▶ [Task instructions] Extract each line from the entries below that contains the word "white".

▶ [Data to process]
********

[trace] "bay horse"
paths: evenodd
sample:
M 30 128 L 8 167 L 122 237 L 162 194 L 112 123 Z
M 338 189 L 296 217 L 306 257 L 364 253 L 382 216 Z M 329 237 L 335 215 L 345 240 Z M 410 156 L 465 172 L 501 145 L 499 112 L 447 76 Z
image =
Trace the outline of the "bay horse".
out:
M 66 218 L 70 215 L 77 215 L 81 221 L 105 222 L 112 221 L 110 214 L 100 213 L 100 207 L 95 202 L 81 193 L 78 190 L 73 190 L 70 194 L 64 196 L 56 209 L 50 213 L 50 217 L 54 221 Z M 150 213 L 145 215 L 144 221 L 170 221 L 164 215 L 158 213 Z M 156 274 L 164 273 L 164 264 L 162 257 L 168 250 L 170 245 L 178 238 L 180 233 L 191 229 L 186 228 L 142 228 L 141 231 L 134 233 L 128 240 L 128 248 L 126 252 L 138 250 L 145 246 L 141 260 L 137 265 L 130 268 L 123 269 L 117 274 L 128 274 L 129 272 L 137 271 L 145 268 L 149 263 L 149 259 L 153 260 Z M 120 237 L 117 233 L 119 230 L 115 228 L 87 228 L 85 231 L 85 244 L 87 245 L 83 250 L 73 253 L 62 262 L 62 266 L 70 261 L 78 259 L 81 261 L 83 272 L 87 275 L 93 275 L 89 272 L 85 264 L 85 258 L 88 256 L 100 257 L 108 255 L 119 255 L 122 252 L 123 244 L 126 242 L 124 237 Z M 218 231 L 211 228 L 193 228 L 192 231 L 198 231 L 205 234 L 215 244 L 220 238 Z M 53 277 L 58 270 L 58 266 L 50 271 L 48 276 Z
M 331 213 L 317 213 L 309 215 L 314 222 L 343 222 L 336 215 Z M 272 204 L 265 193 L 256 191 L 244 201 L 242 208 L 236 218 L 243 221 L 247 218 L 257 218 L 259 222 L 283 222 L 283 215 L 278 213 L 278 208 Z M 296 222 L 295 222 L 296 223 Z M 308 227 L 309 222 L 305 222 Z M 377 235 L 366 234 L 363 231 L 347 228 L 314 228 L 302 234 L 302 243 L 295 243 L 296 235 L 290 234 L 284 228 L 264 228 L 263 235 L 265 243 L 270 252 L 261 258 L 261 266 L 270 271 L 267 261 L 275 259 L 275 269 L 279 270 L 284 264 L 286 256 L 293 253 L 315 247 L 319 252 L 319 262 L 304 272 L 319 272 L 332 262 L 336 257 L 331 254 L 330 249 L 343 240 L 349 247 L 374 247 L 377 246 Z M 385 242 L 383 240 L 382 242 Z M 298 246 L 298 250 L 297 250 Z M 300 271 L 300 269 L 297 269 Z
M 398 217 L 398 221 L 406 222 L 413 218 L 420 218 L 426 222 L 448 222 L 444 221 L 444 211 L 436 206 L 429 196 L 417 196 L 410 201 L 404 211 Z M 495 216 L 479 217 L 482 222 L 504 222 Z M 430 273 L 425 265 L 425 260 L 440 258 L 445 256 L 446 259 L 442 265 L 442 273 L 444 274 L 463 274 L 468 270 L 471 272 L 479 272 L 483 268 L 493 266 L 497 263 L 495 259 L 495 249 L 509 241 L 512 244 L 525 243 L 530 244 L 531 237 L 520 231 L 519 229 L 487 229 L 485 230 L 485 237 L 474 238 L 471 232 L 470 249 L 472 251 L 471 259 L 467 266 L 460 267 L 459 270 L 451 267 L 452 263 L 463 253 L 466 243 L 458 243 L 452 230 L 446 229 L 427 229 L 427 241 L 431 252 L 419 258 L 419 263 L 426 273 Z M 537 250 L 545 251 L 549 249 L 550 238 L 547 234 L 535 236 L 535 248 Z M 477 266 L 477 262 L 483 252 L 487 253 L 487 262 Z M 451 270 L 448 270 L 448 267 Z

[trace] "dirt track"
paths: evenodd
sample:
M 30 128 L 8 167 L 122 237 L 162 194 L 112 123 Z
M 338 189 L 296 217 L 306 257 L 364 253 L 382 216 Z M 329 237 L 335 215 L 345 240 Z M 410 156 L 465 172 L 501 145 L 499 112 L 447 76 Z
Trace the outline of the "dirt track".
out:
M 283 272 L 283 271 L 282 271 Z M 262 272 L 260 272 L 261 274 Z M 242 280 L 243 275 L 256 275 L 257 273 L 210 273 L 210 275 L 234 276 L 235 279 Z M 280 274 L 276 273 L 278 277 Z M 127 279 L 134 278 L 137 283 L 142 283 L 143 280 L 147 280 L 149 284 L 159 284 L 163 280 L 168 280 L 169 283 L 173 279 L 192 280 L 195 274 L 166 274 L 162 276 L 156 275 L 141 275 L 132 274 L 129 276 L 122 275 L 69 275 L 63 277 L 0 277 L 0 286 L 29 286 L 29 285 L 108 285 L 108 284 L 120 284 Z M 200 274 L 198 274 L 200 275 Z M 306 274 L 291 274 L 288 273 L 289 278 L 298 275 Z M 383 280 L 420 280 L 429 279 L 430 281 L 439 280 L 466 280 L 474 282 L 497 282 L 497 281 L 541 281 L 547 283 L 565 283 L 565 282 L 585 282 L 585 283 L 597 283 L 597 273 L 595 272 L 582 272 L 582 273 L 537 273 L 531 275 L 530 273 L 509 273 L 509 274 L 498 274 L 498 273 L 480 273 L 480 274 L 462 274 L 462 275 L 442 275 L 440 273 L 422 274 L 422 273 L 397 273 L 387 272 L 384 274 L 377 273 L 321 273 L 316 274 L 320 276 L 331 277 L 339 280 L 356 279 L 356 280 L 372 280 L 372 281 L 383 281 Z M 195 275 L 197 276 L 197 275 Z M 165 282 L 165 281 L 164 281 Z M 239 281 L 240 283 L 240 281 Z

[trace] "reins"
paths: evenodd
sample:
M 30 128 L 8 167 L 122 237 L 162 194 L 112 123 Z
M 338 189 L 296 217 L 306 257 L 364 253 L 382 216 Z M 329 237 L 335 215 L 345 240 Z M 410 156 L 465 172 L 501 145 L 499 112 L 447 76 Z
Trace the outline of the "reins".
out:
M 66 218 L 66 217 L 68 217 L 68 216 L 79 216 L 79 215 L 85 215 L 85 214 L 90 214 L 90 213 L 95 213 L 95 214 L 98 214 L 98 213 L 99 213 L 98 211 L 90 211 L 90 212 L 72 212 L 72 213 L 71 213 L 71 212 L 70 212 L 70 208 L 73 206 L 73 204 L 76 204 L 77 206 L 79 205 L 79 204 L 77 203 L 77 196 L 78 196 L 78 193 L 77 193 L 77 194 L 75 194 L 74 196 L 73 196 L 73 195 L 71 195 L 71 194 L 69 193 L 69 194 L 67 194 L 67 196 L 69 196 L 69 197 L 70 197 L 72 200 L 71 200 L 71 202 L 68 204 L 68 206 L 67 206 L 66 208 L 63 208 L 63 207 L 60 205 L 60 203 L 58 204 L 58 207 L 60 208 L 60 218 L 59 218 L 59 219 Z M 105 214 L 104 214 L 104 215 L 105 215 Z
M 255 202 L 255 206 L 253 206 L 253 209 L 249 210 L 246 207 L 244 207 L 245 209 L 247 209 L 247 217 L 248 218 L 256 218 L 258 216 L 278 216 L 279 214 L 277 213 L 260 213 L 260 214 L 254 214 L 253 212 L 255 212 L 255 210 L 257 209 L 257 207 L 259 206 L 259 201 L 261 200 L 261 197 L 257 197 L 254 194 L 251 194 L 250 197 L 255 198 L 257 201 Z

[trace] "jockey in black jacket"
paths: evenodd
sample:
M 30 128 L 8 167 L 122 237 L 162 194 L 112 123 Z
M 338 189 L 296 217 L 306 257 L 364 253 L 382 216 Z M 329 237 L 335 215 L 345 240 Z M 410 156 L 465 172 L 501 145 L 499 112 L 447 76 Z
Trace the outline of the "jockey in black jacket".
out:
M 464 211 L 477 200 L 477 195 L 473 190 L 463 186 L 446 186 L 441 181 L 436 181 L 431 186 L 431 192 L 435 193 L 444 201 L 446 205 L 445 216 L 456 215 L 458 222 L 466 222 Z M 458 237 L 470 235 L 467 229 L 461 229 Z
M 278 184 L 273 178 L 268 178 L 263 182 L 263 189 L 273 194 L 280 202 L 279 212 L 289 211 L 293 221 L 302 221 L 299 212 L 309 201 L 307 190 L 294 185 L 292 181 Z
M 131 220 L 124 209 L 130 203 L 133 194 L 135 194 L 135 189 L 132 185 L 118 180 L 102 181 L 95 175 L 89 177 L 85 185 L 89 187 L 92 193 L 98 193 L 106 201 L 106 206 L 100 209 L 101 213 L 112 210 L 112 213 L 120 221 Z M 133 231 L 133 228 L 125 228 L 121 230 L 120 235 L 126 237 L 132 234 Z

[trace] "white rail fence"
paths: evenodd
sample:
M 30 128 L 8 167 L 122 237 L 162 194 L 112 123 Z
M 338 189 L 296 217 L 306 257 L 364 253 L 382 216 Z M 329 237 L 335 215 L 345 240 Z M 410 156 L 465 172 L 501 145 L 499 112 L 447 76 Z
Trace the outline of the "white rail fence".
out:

********

▶ [Full response]
[trace] "white rail fence"
Trace the outline of the "white rail fence".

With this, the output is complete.